What the task requires:
Can you write out every line of the data below again, offsetting both numbers in each coordinate pair by 110 and keeping all other wording unchanged? Leave the pictures out.
>>>
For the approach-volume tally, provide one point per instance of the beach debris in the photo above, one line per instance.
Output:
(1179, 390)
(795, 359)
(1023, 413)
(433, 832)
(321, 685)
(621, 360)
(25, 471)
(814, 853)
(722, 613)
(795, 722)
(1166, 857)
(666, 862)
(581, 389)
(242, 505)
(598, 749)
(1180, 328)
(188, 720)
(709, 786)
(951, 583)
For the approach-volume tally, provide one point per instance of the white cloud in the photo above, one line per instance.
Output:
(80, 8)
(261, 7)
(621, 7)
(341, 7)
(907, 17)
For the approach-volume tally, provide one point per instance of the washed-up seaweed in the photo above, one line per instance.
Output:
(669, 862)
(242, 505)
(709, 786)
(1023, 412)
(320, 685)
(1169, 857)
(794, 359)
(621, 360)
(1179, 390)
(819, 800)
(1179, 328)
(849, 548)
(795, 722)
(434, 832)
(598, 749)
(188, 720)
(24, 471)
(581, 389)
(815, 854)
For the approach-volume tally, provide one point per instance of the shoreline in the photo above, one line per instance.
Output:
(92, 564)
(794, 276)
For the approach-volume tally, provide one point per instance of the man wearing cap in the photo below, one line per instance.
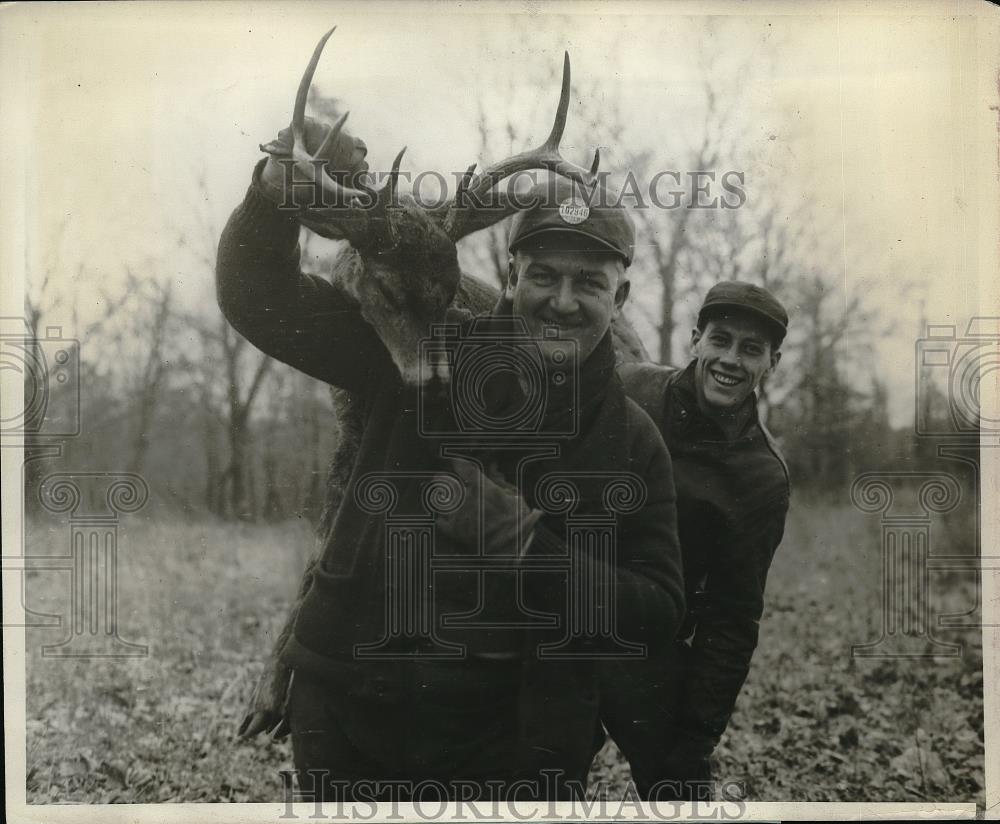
<<<
Expected answer:
For the approach-volume tally, provide one point per instance of the beach debris in the photo above, one line per instance.
Output:
(1289, 500)
(905, 469)
(1133, 523)
(543, 942)
(431, 795)
(731, 470)
(135, 581)
(924, 963)
(832, 723)
(905, 832)
(1276, 967)
(776, 972)
(691, 499)
(352, 615)
(708, 859)
(1290, 438)
(298, 830)
(819, 896)
(1061, 693)
For the approach-volume tally, provide one point per instance of the white cloud in the photo above, one line per instance.
Output:
(190, 118)
(371, 117)
(731, 117)
(451, 117)
(1017, 127)
For the approach-volume tally, provide one point per instance of the washed-up seaweed in the photo above, one line per instance.
Output:
(779, 972)
(352, 615)
(819, 896)
(1133, 522)
(430, 795)
(1279, 967)
(904, 469)
(731, 470)
(1289, 500)
(929, 910)
(1289, 438)
(959, 658)
(905, 832)
(544, 942)
(708, 859)
(298, 830)
(134, 581)
(691, 499)
(925, 964)
For the approach-volume tally, provide one point per instance of the shoreline in the photo above, one line per instance.
Output:
(202, 674)
(904, 386)
For the approach-volume tally, provide one point per instance of the man wearing cap in the photo below, one line per instance.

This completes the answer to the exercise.